» **STUDY QUESTIONS**
[1] Answer these questions using the tamoxifen article.
(a) Which enzyme does tamoxifen require for bioactivation?
(b) How many women from Ontario did the study look at?
(c) What two pieces of information did the authors say they lacked?
[2] Quote the tamoxifen article word for word, starting at "The authors looked" and ending at "Feb. 8 by BMJ.".

» **TEXT**
****************

Antidepressant may weaken effect of tamoxifen in patients with breast cancer
Antidepressant may weaken effect of tamoxifen in patients with breast cancer
The selective serotonin reuptake inhibitor paroxetine may inhibit the effectiveness of tamoxifen when the drugs are coprescribed in patients with breast cancer, according to a new study.
Tamoxifen, a drug that requires bioactivation by cytochrome P450 2D6 (CYP2D6), is commonly prescribed to treat estrogen-receptor positive breast cancer. Patients with breast cancer are also frequently prescribed antidepressants, either to treat depression or to mitigate the hot flushes associated with tamoxifen treatment. Selective serotonin reuptake inhibitors (SSRIs), however, are known to inhibit CYP2D6. Canadian authors performed a population-based cohort study to determine whether SSRIs lessen tamoxifen's effectiveness in women with breast cancer who are prescribed both drugs.
The authors looked at 2,430 women from Ontario, Canada, who were at least 66 years old, had been treated with tamoxifen for breast cancer between 1993 and 2005, and had received concomitant treatment with an SSRI. Most women were prescribed paroxetine (25.9%), followed by sertraline (22.3%), citalopram (19.2%), venlafaxine (15.0%) fluoxetine (10.4%) and fluvoxamine (7.2%). Seven hundred thirty-five patients received one or more non-SSRI antidepressants. By the end of follow-up (mean, 2.38 years; SD 2.59), 1,074 women (44.2%) had died, 374 (15.4%) of breast cancer. Patients whose use of tamoxifen overlapped with use of the SSRI paroxetine were more likely to die of breast cancer than those who had no such overlap; similar risk was not seen with other SSRIs. The study results were published online Feb. 8 by BMJ.
The authors noted that they were unable to determine the reason for antidepressant treatment and had no information on patients' breast cancer stage. However, their findings have strong implications for clinical practice, they wrote, because of the frequent use of combination therapy in women with breast cancer. They concluded that antidepressant choice can have a significant effect on survival in women with breast cancer who are taking tamoxifen, calling the drug interaction "extremely common, widely underappreciated and uniformly avoidable." An accompanying editorial noted that "a switch to an antidepressant with low or no CYP2D6 inhibitory activity should be considered in patients who are already treated with tamoxifen and paroxetine or fluoxetine." However, the editorialists cautioned that fluoxetine and paroxetine treatment should not be abruptly stopped, and called for more study on the clinical effects of the interactions between these drugs and tamoxifen as well as replication of the current study's findings in other populations.

****************

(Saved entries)

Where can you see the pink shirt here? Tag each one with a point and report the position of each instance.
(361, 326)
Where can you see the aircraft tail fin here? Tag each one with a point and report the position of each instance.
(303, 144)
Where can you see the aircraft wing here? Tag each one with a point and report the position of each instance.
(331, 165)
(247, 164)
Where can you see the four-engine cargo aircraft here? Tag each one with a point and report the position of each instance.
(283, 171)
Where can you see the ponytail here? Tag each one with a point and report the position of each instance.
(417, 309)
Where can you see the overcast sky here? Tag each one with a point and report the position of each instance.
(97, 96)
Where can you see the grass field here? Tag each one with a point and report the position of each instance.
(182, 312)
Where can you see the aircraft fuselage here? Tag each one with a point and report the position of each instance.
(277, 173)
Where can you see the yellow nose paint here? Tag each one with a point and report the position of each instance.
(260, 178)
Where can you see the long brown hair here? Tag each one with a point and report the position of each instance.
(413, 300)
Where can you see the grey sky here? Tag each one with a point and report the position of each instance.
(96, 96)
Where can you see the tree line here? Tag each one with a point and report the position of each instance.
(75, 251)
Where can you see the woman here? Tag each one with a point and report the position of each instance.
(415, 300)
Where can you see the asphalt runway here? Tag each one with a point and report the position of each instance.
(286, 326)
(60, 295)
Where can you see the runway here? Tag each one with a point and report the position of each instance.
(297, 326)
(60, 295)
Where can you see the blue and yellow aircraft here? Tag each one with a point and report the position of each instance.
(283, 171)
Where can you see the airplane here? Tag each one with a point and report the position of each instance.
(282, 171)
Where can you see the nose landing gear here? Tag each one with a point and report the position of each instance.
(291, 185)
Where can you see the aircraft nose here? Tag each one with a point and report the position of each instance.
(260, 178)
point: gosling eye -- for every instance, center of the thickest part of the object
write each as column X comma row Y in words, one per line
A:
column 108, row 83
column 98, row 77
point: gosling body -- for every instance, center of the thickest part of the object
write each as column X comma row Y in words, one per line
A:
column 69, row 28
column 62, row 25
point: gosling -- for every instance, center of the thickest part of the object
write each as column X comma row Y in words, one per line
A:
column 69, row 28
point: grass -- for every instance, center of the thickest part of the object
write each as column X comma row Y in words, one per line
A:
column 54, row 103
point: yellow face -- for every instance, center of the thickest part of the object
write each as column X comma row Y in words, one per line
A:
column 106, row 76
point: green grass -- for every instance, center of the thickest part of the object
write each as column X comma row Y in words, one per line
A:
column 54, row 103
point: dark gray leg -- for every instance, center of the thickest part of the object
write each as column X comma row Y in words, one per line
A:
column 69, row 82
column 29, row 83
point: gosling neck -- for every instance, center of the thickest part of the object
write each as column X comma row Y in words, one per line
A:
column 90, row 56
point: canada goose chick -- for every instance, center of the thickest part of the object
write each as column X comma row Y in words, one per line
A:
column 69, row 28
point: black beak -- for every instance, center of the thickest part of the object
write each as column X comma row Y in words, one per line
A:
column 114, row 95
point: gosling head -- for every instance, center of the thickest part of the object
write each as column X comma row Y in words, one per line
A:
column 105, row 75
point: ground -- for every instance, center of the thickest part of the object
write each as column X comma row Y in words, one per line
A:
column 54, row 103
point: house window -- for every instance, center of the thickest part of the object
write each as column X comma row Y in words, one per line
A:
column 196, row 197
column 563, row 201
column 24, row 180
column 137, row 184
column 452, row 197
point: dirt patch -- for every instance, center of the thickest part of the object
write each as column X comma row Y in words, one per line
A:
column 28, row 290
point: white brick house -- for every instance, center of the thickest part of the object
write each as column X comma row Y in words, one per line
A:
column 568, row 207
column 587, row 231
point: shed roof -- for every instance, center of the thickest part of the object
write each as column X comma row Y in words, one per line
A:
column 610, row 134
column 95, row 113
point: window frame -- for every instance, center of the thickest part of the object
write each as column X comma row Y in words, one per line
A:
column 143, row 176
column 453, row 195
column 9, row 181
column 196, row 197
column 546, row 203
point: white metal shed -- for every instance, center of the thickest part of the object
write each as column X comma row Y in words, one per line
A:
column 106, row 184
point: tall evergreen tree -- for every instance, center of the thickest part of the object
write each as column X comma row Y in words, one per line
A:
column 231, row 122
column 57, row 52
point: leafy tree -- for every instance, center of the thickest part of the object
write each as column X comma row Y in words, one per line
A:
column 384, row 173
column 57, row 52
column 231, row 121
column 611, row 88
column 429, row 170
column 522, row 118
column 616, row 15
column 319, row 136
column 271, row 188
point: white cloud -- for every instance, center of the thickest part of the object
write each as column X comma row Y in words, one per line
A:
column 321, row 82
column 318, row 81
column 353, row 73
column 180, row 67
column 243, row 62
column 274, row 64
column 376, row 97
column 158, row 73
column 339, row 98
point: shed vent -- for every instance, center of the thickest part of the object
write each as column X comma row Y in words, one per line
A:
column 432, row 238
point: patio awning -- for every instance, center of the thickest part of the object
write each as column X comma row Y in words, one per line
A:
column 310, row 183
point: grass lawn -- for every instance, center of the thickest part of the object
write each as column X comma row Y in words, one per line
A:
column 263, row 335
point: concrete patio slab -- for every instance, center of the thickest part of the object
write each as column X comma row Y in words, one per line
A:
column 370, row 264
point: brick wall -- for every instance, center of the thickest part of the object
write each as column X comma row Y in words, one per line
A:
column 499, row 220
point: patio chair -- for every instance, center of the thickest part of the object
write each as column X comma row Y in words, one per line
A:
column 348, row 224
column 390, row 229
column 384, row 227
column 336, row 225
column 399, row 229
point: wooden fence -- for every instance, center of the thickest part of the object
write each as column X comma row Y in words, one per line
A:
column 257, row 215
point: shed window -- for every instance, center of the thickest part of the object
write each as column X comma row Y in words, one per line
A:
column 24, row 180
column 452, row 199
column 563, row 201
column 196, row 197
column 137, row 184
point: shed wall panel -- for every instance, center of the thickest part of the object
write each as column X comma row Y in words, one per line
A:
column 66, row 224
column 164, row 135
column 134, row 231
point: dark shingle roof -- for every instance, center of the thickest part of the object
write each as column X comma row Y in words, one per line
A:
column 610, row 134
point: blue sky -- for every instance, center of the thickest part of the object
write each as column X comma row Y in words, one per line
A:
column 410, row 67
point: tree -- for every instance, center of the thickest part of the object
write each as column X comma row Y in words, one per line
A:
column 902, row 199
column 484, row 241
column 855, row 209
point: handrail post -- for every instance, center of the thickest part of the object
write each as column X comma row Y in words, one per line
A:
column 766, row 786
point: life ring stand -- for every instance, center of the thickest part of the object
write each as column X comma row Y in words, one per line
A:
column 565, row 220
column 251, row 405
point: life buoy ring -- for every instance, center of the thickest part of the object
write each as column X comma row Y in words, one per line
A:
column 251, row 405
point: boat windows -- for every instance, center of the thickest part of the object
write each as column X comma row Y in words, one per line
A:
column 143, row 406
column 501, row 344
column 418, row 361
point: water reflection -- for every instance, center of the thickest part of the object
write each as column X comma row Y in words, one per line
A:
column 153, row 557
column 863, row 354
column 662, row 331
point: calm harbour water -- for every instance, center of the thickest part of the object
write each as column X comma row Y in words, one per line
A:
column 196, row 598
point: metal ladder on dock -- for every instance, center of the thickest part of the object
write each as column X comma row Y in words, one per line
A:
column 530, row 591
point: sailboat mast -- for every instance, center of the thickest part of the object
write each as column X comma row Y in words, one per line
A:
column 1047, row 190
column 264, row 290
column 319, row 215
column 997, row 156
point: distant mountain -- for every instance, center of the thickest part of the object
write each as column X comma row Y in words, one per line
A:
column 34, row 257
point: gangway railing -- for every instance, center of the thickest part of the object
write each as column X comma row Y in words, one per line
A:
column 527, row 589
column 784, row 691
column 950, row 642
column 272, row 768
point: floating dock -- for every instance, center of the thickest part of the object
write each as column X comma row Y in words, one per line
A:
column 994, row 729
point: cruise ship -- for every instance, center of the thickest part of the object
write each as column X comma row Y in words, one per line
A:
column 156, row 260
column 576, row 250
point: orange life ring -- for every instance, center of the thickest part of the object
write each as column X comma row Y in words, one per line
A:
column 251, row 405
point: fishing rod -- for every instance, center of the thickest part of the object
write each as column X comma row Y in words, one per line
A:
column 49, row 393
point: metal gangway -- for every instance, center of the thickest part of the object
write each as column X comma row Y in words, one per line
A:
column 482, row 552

****************

» **RESPONSE LIST**
[1]
(a) Cytochrome P450 2D6 (CYP2D6).
(b) 2,430 women.
(c) The reason for antidepressant treatment and the patients' breast cancer stage.

[2]
The authors looked at 2,430 women from Ontario, Canada, who were at least 66 years old, had been treated with tamoxifen for breast cancer between 1993 and 2005, and had received concomitant treatment with an SSRI. Most women were prescribed paroxetine (25.9%), followed by sertraline (22.3%), citalopram (19.2%), venlafaxine (15.0%) fluoxetine (10.4%) and fluvoxamine (7.2%). Seven hundred thirty-five patients received one or more non-SSRI antidepressants. By the end of follow-up (mean, 2.38 years; SD 2.59), 1,074 women (44.2%) had died, 374 (15.4%) of breast cancer. Patients whose use of tamoxifen overlapped with use of the SSRI paroxetine were more likely to die of breast cancer than those who had no such overlap; similar risk was not seen with other SSRIs. The study results were published online Feb. 8 by BMJ.